TEXTABSCHNITT:
──────────

In einem Punkt sind sich alle einig: Die Zahlen, die aktuell in der bundesweiten Studie veröffentlicht wurden, sind nichts Neues. Neu ist nur, dass das Bewusstsein über das Thema sexuelle Gewalt zugenommen hat und laut den Experten noch deutlich weiter wachsen muss. Neu ist auch: Es gibt mehr Täter, die im gleichen Alter sind wie ihre Opfer. Es handelt sich also nicht nur um Erwachsene, die sich an Kindern und Jugendlichen vergreifen. Es handelt sich um die "Generation You-Porn" - eine Generation, die mit sexuellen Bildern aufwächst. Und die sexuelle Grenzen kaum erkennen kann. Pansa sagt: "Sexbezogene Bilder spielen in den Medien mittlerweile eine so große Rolle, dass junge Menschen diese teils kaum von der täglichen Realität unterscheiden können." Wer außerdem keine Liebe im Elternhaus erfahrte, keine zwischenmenschliche Bindung kenne, dem falle es zunehmend leichter, sexuelle Grenzen zu überschreiten.

──────────

BEREITGESTELLTE AUFLISTUNG:
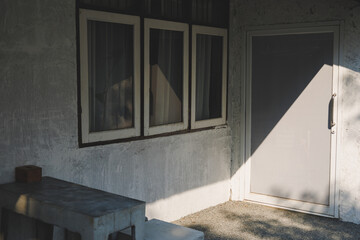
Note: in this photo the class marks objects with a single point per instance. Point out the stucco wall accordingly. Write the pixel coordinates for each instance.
(175, 175)
(246, 13)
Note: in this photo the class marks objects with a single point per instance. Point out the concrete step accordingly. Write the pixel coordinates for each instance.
(159, 230)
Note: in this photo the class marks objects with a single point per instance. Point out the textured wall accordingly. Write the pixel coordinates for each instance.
(175, 175)
(267, 12)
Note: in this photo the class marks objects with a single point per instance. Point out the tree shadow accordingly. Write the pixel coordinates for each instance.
(259, 222)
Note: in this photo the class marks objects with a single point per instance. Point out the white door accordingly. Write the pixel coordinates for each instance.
(291, 112)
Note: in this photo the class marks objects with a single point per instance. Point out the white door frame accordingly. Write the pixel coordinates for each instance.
(335, 27)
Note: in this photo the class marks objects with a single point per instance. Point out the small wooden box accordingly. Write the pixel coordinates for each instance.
(27, 174)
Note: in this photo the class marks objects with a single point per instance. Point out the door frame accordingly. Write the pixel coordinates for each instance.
(319, 27)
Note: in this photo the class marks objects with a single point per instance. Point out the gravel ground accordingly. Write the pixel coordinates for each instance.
(239, 220)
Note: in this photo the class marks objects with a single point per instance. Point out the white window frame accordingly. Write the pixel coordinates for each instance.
(212, 31)
(87, 136)
(173, 26)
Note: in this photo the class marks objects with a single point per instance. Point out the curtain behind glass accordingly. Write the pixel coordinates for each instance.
(166, 76)
(208, 76)
(110, 56)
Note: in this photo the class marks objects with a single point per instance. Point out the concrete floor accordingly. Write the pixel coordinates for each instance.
(239, 220)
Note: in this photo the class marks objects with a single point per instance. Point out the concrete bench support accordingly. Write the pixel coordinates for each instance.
(92, 213)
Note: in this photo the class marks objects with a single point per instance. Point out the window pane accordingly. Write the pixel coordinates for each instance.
(111, 73)
(208, 76)
(166, 77)
(172, 9)
(210, 12)
(130, 6)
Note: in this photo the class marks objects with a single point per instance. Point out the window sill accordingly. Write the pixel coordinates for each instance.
(132, 139)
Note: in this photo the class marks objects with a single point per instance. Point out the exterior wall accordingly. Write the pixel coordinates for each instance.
(175, 175)
(245, 13)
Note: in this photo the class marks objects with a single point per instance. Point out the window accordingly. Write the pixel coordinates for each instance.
(134, 67)
(165, 76)
(110, 75)
(208, 90)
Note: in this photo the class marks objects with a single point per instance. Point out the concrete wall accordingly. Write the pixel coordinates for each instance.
(39, 123)
(38, 112)
(246, 13)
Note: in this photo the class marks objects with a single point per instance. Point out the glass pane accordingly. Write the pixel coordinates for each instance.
(209, 60)
(111, 73)
(166, 76)
(210, 12)
(172, 9)
(129, 6)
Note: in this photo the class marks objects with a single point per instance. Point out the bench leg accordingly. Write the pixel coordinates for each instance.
(138, 224)
(97, 235)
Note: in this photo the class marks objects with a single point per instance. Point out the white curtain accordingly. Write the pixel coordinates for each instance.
(208, 77)
(203, 75)
(166, 77)
(110, 48)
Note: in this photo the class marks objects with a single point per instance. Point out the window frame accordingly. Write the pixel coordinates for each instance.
(87, 136)
(172, 26)
(212, 31)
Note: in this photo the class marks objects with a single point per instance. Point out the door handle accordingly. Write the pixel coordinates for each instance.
(332, 109)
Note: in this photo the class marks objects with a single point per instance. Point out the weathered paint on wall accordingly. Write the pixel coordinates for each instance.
(38, 116)
(39, 123)
(245, 13)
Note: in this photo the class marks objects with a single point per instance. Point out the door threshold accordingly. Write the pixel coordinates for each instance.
(290, 209)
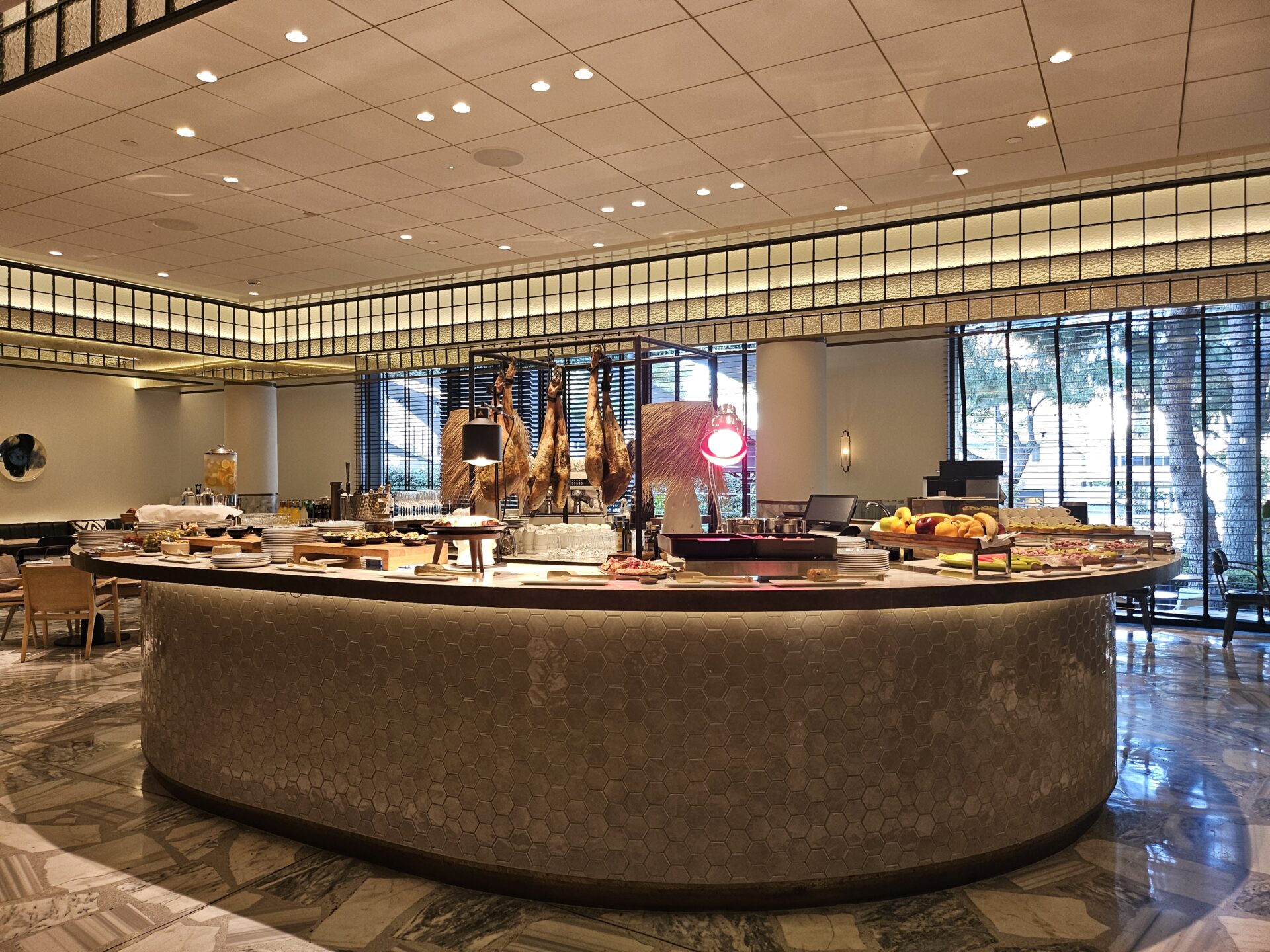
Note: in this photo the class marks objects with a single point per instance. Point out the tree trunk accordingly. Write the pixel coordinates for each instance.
(1176, 353)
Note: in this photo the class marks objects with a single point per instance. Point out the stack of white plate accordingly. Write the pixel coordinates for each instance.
(241, 560)
(280, 541)
(864, 561)
(99, 539)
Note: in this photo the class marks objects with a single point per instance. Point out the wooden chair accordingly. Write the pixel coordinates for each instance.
(64, 593)
(11, 590)
(1238, 598)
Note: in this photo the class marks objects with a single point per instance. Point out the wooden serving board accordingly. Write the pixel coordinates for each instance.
(392, 555)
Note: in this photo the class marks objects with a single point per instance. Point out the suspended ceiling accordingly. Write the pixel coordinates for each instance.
(810, 104)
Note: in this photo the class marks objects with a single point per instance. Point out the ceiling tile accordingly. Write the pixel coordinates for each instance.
(312, 196)
(1236, 48)
(1014, 168)
(669, 225)
(185, 50)
(789, 175)
(715, 107)
(829, 79)
(378, 219)
(488, 116)
(745, 212)
(581, 23)
(665, 163)
(1156, 63)
(762, 33)
(562, 215)
(582, 179)
(765, 143)
(81, 158)
(567, 97)
(376, 135)
(399, 71)
(1244, 131)
(988, 138)
(910, 186)
(285, 93)
(376, 183)
(1227, 95)
(215, 118)
(253, 208)
(857, 124)
(446, 168)
(820, 201)
(48, 108)
(114, 81)
(661, 60)
(507, 194)
(474, 37)
(988, 97)
(1099, 118)
(890, 155)
(1085, 26)
(541, 149)
(251, 173)
(1113, 151)
(36, 177)
(300, 153)
(497, 229)
(266, 23)
(439, 207)
(620, 128)
(888, 18)
(999, 41)
(71, 212)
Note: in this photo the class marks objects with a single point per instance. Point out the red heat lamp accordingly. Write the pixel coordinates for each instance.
(724, 444)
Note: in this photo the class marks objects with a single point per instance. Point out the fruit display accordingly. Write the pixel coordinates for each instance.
(960, 526)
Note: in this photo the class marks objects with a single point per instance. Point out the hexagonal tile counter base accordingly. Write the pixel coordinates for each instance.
(653, 758)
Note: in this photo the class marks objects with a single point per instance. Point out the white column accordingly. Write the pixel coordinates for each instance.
(793, 452)
(252, 432)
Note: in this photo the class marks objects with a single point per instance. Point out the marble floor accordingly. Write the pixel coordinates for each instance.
(95, 856)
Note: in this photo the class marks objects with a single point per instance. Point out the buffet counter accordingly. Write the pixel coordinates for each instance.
(640, 746)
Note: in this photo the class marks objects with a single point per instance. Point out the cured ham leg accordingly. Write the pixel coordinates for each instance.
(609, 462)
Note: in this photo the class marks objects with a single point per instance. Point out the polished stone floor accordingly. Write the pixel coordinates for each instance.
(95, 856)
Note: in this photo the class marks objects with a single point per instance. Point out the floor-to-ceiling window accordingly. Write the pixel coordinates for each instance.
(1155, 418)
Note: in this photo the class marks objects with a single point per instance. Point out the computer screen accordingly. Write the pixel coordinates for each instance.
(831, 510)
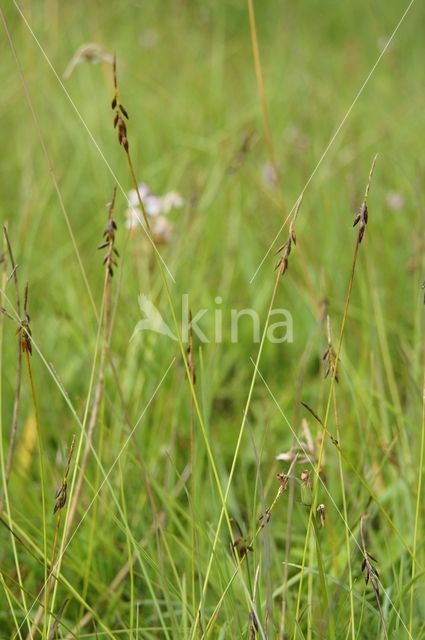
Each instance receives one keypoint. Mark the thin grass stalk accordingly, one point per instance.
(123, 141)
(418, 509)
(361, 219)
(260, 85)
(48, 161)
(345, 513)
(283, 483)
(76, 489)
(43, 493)
(18, 375)
(281, 269)
(5, 496)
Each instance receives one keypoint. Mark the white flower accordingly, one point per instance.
(156, 207)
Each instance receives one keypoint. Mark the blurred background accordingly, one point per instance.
(198, 127)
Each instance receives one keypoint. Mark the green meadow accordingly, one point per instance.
(212, 426)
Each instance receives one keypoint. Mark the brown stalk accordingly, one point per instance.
(263, 520)
(18, 375)
(362, 220)
(109, 262)
(120, 117)
(370, 573)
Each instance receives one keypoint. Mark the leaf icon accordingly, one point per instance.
(153, 320)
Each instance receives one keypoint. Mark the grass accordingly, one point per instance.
(183, 527)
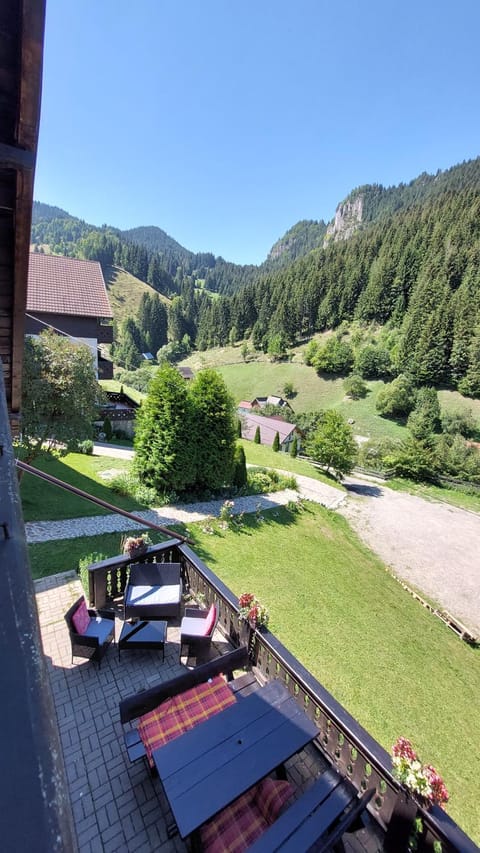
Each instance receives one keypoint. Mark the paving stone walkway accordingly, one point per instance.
(43, 531)
(117, 806)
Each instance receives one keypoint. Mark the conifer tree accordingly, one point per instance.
(163, 434)
(213, 430)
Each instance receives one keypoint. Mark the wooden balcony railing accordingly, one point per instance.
(341, 739)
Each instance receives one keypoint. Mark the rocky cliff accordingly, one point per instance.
(348, 217)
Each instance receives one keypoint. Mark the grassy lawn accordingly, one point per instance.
(395, 667)
(45, 560)
(44, 502)
(259, 454)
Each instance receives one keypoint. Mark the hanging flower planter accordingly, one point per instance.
(135, 546)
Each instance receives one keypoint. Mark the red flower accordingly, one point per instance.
(246, 600)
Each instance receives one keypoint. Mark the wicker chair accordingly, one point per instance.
(91, 631)
(197, 629)
(153, 591)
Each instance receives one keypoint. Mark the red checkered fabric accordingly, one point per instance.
(235, 828)
(180, 713)
(272, 794)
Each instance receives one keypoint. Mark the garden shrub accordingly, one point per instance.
(83, 563)
(85, 447)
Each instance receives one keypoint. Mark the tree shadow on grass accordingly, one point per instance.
(365, 490)
(250, 524)
(46, 502)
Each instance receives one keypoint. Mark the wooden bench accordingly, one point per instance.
(141, 703)
(325, 811)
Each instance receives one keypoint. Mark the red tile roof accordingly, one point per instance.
(58, 285)
(268, 428)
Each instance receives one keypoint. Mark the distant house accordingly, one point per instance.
(268, 428)
(120, 409)
(69, 296)
(186, 372)
(271, 400)
(244, 406)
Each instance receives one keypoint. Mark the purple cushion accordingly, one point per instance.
(81, 618)
(210, 620)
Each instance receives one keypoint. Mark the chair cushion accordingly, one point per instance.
(180, 713)
(147, 595)
(192, 627)
(235, 828)
(99, 628)
(81, 618)
(210, 621)
(271, 796)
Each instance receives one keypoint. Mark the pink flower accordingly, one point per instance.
(402, 748)
(439, 793)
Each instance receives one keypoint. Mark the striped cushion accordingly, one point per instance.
(210, 620)
(81, 618)
(235, 828)
(272, 794)
(180, 713)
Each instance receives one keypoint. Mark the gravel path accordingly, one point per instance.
(433, 547)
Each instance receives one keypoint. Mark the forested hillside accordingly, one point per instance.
(418, 271)
(411, 265)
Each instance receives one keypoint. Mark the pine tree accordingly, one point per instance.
(214, 430)
(163, 434)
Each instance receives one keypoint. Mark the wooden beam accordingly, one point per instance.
(13, 157)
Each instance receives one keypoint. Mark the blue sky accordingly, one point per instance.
(224, 122)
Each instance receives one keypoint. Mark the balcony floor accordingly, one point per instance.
(117, 806)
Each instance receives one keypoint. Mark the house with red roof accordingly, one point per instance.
(268, 429)
(69, 296)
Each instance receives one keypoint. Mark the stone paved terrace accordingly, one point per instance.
(117, 806)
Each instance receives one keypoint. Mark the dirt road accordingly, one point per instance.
(434, 547)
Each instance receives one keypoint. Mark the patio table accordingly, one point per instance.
(208, 767)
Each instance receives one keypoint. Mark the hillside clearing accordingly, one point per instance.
(125, 292)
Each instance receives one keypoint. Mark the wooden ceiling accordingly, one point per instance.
(21, 53)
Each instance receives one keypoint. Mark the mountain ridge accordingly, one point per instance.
(362, 207)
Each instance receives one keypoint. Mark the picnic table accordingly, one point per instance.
(208, 767)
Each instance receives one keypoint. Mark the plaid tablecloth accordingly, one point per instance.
(180, 713)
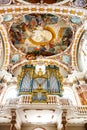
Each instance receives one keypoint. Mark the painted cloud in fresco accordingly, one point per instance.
(41, 34)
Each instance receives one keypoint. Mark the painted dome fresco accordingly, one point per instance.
(43, 1)
(41, 34)
(2, 50)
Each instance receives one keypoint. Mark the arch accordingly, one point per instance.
(39, 128)
(75, 47)
(69, 94)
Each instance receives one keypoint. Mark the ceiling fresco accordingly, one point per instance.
(80, 3)
(41, 34)
(1, 50)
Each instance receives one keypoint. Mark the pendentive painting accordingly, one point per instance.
(41, 34)
(43, 1)
(2, 50)
(5, 1)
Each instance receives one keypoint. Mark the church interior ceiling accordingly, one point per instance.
(43, 58)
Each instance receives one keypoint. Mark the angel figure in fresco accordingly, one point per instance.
(79, 3)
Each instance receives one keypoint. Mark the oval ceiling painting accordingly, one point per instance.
(2, 50)
(43, 1)
(41, 34)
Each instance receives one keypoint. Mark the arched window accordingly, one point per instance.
(69, 94)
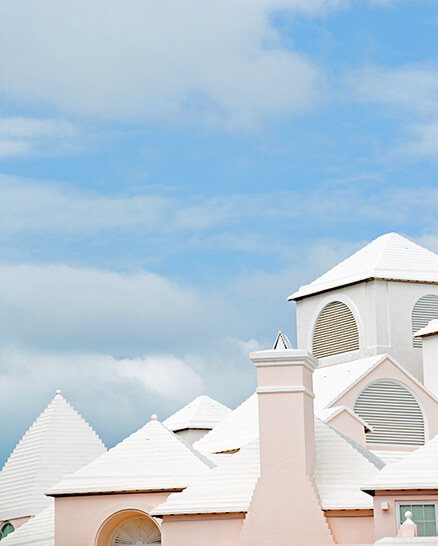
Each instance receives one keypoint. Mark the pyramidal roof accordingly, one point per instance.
(38, 531)
(341, 466)
(151, 459)
(418, 470)
(60, 441)
(202, 413)
(390, 256)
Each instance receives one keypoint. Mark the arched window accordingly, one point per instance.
(136, 530)
(6, 530)
(335, 331)
(393, 412)
(423, 312)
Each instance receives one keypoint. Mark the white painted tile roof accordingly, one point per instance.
(340, 467)
(60, 441)
(431, 328)
(418, 470)
(151, 459)
(238, 429)
(390, 256)
(202, 413)
(330, 382)
(39, 531)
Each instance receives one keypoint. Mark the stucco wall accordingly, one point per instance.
(212, 530)
(80, 519)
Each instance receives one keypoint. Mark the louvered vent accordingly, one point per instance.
(423, 312)
(393, 412)
(137, 530)
(335, 331)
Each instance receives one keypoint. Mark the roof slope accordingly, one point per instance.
(390, 256)
(60, 441)
(202, 413)
(239, 428)
(39, 531)
(151, 459)
(341, 466)
(418, 470)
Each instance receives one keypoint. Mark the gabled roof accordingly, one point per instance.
(390, 256)
(38, 531)
(151, 459)
(60, 441)
(340, 467)
(202, 413)
(418, 470)
(238, 429)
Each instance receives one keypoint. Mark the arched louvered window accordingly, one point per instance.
(335, 331)
(136, 530)
(393, 412)
(423, 312)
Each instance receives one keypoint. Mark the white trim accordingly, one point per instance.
(349, 303)
(274, 390)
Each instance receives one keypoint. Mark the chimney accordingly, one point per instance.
(285, 507)
(429, 335)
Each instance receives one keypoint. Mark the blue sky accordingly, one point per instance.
(171, 171)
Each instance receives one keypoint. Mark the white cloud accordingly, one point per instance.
(217, 62)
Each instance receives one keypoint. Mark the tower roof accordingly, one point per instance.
(60, 441)
(151, 459)
(389, 257)
(201, 413)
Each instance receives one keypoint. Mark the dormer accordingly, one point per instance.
(371, 303)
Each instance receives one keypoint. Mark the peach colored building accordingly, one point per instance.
(339, 444)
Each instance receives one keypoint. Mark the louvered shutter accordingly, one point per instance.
(137, 530)
(335, 331)
(393, 412)
(423, 312)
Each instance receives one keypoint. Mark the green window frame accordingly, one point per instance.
(423, 514)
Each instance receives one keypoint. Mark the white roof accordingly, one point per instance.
(151, 459)
(390, 256)
(330, 382)
(431, 328)
(418, 470)
(60, 441)
(239, 428)
(38, 531)
(341, 466)
(202, 413)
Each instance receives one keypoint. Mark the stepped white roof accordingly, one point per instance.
(60, 441)
(202, 413)
(238, 429)
(418, 470)
(430, 329)
(151, 459)
(390, 256)
(39, 531)
(341, 466)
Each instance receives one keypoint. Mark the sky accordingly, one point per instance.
(171, 171)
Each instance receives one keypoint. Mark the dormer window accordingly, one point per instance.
(335, 331)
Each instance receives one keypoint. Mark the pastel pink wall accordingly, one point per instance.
(80, 519)
(385, 521)
(285, 507)
(208, 530)
(387, 370)
(351, 527)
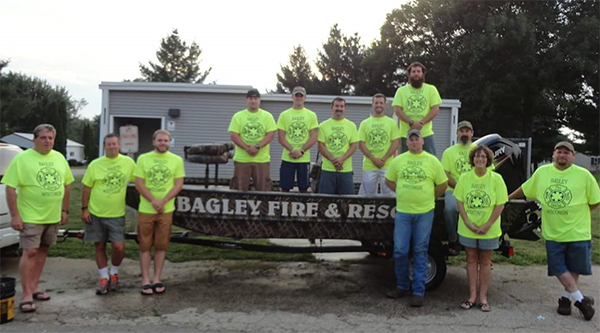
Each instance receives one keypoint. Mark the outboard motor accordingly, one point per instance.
(509, 160)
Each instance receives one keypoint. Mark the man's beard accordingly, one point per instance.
(416, 82)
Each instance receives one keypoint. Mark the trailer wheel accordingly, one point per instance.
(436, 266)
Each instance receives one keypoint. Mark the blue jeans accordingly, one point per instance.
(417, 227)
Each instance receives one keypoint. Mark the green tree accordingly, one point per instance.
(297, 73)
(178, 62)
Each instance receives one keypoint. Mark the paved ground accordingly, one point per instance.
(253, 296)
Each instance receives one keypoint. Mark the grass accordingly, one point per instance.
(76, 248)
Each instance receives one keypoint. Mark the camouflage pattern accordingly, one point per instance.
(262, 215)
(210, 148)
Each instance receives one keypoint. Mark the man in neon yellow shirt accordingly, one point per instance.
(418, 178)
(42, 177)
(103, 209)
(416, 104)
(338, 139)
(455, 161)
(568, 193)
(158, 178)
(297, 133)
(252, 130)
(379, 140)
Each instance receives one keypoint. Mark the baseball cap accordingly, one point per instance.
(252, 93)
(565, 144)
(299, 90)
(465, 123)
(414, 131)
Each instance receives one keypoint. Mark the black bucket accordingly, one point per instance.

──────────

AUFGABEN:
**a.** Beantworte anhand des Textes über sexuelle Gewalt folgende Fragen:
(i) Was ist laut dem Text neu beim Alter der Täter?
(ii) Mit welchem Ausdruck wird die Generation bezeichnet, die mit sexuellen Bildern aufwächst?
(iii) Wem fällt es laut dem letzten Satz zunehmend leichter, sexuelle Grenzen zu überschreiten?
**b.** Führe den Text über sexuelle Gewalt nach seinem letzten Satz fort.
Die Auflistung spielt hierbei keine Rolle.

LÖSUNGEN:
**a.**
(i) Es gibt mehr Täter, die im gleichen Alter sind wie ihre Opfer.
(ii) „Generation You-Porn“.
(iii) Wer keine Liebe im Elternhaus erfahren hat und keine zwischenmenschliche Bindung kennt.

**b.**
Dabei sei Täter nicht gleich Täter. "Missbrauch reicht von sexuellen körperlichen Andeutungen bis hin zur tatsächlichen Vergewaltigung", so Elke Pansa. Zwar werde vor Gericht nach Schwere des Vergehens unterschieden, "letztendlich sollten im Alltag aber keine Grenzen zwischen mehr oder weniger schlimmen Taten gezogen werden", so Vogeley. Denn: Jeder nicht gewollte sexuelle Akt treffe die Betroffenen schwer. Darunter falle auch das sogenannte Happy-Slapping - dabei werden die Opfer während der Tat mit einem Handy gefilmt, die Bilder werden den Mitschülern aufs Mobil-Telefon geschickt.

Was können Eltern tun, um ihre Kinder zu schützen? "Eltern müssen sich für dieses unangenehme Thema öffnen", so Carmen Kerger-Ladleif, Diplom-Pädagogin vom Hamburger Verein Dunkelziffer. Erst vor Kurzem haben Mitarbeiter des Vereins unter dem Motto "Mein Körper gehört mir" Eltern, Lehrer und Kinder in Norderstedter Schulen gezielt informiert und aufgezeigt, wie sie erkennen können, ob Kinder Opfer sind. Wichtig sei die Erkenntnis: Jedes Kind kann von sexuellem Missbrauch betroffen sein. Und: Eltern, Freunde und Verwandte sollten die Augen offen halten und darauf achten, ob sich im Verhalten etwas verändert.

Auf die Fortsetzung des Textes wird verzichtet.